> _What you should do_:
Could you pick up the profile of Clemson student Matthew Sheppard right after its last sentence and carry it forward?

> _Text excerpt_:
════════

Matthew Sheppard restores old cars for fun, including a blue 1965 Cadillac with bull horns mounted on the front that he sold to a buyer in the Dominican Republic.

After receiving his master’s degree, Matthew worked with a manufacturer in West Union, where he had a great boss and team. But in his mind, he kept returning to the impact he had on students, and it led him back to Clemson.

Matthew is now pursuing a Ph.D. in engineering and science education with Dr. Lisa Benson as his advisor. It would be his third degree from the University. He received his Bachelor of Science in industrial engineering in 2017.

Clemson has a multitude of programs to help students accelerate their learning and career development, and in his 10 years as a Tiger, Matthew has participated in many of them.

The BS + MS program allowed him to knock out some of his master’s degree coursework while still an undergraduate. The Cooperative Education program provided an opportunity to get real-world experience by working at GE.

════════

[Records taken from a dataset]
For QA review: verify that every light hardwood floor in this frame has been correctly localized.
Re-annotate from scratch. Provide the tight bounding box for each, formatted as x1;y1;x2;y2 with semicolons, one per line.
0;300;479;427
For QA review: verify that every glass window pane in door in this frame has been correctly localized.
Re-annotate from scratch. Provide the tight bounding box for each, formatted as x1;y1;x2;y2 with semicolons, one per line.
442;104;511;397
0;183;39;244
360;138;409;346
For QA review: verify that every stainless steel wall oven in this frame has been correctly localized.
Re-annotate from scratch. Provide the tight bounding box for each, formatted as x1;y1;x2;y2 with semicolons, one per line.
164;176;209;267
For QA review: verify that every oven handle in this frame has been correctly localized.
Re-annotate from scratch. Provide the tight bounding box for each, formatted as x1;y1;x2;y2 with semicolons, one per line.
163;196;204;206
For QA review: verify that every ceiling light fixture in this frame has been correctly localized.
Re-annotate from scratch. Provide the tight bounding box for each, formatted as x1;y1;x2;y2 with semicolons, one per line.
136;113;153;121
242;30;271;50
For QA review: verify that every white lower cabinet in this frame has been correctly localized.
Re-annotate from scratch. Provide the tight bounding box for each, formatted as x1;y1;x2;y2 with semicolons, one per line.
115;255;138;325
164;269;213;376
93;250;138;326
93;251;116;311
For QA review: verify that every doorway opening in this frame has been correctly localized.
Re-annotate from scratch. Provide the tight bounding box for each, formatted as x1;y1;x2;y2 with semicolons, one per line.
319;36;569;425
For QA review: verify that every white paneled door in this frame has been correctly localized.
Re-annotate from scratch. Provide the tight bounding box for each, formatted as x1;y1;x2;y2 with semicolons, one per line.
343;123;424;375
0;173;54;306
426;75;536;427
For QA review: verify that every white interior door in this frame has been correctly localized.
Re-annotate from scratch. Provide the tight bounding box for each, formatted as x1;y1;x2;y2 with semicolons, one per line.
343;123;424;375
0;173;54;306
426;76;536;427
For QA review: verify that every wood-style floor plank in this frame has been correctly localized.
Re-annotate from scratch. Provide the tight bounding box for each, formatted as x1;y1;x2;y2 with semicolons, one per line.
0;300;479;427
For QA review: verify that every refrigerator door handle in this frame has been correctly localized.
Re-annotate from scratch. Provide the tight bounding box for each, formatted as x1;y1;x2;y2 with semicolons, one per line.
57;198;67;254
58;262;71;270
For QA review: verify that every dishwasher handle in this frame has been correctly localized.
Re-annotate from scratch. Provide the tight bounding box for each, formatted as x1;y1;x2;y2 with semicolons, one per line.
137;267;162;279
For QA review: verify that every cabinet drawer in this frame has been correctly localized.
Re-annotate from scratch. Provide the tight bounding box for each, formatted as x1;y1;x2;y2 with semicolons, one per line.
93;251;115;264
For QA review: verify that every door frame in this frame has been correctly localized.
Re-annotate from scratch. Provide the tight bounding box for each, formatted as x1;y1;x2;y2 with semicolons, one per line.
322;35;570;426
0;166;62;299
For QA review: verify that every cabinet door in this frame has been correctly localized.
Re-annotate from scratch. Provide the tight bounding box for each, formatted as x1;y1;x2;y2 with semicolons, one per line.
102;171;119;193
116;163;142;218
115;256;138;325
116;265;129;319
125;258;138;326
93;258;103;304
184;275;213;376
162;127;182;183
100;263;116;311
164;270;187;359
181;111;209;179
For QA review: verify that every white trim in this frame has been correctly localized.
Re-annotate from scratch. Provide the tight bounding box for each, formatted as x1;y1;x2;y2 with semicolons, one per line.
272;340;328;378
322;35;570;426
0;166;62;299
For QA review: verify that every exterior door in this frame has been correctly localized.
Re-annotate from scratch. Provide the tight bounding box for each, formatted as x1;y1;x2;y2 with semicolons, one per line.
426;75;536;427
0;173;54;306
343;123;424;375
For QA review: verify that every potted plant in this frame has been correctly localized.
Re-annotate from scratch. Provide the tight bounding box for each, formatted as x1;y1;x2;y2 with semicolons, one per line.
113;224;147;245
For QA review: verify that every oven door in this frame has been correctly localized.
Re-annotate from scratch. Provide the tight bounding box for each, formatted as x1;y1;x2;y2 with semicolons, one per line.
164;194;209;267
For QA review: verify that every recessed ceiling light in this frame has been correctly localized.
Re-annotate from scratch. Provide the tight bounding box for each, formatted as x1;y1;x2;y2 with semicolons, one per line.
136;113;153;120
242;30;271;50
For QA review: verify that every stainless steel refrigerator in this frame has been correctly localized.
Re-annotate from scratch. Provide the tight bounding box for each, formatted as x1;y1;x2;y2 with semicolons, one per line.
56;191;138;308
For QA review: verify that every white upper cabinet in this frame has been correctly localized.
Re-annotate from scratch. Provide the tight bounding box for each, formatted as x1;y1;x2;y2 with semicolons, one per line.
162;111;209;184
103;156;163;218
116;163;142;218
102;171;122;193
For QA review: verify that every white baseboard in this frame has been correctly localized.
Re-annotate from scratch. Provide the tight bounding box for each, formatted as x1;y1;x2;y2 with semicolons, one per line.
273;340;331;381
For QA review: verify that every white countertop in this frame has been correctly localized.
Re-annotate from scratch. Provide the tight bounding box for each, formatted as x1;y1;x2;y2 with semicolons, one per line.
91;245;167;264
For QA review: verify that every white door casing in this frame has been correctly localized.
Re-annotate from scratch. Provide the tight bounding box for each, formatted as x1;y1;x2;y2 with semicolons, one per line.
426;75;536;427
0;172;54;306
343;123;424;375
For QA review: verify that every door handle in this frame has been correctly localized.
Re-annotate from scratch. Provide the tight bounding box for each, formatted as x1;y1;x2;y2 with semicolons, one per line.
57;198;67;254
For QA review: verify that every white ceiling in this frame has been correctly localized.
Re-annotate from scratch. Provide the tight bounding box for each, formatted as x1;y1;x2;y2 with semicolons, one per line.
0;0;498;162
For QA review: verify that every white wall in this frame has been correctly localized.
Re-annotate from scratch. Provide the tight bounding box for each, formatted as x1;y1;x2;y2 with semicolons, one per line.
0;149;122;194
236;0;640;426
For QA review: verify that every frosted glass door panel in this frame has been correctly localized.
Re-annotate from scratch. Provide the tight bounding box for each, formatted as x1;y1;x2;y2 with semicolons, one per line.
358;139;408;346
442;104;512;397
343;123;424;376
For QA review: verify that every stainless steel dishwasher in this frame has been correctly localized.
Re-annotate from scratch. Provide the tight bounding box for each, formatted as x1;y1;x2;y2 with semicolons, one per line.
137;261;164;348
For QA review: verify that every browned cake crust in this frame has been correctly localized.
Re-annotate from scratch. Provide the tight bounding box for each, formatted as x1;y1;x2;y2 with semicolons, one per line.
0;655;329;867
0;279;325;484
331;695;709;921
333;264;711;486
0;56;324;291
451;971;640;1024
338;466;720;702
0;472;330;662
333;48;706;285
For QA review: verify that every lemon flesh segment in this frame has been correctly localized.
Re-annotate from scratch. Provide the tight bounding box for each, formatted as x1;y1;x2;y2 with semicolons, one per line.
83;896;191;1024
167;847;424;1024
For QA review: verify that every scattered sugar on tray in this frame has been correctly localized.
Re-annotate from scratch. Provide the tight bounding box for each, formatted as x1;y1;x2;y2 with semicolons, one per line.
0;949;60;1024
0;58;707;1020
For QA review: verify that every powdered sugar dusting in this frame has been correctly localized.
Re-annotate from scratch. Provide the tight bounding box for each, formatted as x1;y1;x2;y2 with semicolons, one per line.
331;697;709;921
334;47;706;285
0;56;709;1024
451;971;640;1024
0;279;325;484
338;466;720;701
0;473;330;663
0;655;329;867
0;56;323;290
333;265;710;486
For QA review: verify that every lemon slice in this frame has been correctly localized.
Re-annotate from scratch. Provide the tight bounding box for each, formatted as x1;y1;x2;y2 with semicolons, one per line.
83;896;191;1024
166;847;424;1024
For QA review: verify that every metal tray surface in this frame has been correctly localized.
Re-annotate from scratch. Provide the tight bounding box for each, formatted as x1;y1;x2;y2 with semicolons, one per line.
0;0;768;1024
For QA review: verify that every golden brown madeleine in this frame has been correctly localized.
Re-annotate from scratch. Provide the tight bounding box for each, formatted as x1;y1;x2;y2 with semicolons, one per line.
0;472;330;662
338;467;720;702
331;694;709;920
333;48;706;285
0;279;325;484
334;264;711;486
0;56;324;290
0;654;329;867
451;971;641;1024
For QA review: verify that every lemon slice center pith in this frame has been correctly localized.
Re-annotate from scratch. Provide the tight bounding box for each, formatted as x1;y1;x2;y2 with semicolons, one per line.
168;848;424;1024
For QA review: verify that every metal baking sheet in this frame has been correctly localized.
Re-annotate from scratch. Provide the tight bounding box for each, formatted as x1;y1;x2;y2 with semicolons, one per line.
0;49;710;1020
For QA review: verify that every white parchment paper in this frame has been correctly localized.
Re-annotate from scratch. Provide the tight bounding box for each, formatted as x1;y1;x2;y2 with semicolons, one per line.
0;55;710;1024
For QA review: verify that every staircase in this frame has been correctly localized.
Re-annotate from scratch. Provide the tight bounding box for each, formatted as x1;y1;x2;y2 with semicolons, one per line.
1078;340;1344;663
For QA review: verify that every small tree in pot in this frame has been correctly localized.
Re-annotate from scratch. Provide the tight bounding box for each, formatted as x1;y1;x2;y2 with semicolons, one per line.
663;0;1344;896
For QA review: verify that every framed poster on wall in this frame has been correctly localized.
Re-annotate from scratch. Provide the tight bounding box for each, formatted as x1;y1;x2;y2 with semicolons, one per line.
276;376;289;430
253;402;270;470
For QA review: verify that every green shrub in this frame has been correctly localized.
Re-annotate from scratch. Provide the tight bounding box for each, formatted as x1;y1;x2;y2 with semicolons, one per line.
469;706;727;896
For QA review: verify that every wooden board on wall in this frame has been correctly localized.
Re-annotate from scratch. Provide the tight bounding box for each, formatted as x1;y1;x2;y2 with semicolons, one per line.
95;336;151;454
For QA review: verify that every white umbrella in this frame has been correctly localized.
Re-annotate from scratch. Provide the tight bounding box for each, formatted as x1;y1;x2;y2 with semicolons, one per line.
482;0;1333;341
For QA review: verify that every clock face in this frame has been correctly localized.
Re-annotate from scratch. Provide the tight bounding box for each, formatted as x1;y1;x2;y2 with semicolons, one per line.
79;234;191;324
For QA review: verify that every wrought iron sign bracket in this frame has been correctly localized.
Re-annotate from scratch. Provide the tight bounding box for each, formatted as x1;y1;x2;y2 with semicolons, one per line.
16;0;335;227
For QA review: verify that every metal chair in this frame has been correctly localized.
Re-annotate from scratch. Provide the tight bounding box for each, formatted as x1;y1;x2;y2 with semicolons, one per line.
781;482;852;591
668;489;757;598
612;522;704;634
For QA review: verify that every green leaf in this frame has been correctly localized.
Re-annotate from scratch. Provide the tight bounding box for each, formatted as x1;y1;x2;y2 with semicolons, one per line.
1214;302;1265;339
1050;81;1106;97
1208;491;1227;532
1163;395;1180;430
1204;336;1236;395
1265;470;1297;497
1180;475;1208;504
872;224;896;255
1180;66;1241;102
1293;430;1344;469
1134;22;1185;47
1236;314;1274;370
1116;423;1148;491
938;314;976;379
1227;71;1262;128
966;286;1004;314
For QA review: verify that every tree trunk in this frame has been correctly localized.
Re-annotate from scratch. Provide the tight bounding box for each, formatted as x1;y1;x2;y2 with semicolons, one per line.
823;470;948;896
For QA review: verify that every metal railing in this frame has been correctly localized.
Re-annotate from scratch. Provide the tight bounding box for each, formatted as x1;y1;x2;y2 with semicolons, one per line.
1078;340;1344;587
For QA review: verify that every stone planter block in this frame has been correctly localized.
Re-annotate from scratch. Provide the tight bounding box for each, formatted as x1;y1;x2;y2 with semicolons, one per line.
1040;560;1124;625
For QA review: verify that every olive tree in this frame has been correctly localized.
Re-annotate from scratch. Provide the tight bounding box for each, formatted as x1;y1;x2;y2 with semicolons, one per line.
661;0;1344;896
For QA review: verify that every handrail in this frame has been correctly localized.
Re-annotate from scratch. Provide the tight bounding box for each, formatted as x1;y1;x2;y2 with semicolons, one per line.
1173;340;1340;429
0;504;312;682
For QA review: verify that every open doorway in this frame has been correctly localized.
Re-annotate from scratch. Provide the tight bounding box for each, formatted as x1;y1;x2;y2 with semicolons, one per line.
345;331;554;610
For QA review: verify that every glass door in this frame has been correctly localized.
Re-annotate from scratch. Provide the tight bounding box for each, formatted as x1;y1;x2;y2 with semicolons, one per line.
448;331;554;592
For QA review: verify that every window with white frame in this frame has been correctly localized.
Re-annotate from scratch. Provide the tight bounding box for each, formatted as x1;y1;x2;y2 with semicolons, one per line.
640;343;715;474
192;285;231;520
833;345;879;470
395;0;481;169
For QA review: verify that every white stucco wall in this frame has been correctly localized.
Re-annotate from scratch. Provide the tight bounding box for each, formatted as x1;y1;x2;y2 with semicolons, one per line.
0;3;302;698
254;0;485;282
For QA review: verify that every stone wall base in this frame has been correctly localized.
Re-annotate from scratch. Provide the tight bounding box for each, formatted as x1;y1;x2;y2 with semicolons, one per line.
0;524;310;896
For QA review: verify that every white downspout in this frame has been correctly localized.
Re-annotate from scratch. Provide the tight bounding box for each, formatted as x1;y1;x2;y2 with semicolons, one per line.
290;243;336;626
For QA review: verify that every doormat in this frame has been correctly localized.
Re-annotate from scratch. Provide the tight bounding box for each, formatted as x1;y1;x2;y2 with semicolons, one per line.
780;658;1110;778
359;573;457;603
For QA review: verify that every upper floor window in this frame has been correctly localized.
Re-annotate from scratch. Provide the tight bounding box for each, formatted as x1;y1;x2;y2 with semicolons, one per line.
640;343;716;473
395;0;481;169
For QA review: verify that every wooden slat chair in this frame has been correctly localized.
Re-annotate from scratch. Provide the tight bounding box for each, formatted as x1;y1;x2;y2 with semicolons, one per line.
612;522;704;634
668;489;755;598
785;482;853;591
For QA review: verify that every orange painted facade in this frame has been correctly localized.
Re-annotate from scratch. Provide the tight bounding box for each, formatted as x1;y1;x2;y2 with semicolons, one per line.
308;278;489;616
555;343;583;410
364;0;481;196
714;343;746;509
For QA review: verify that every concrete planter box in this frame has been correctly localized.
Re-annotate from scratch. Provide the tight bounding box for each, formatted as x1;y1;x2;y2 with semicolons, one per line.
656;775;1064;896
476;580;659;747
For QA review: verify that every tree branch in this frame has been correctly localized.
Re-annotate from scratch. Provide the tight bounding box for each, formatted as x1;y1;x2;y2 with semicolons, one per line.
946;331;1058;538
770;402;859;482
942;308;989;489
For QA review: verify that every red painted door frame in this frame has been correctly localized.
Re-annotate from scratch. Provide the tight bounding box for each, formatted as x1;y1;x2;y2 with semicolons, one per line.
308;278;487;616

════════

> _Your response_:
Matthew was a master’s student when he won an award for volunteering to do STEM demonstrations in Anderson County schools. As a Ph.D. student, he is helping the Glenn Department of Civil Engineering implement a $2-million grant from the National Science Foundation.

Matthew, left, works with Dr. Lisa Benson in her office.

Even as a busy student, Matthew has found time for service, including a stint as a volunteer who visited with hospice patients.

For fun, Matthew restores old cars, including a blue 1965 Cadillac with bull horns mounted on the front that he sold to a buyer in the Dominican Republic.

After receiving his Ph.D., Matthew, who grew up in Kingsport, plans to return to East Tennessee. He would like to teach at a high school, community college or four-year school.

“It’s going to come down to, ‘Where can I make the most difference?’” he said.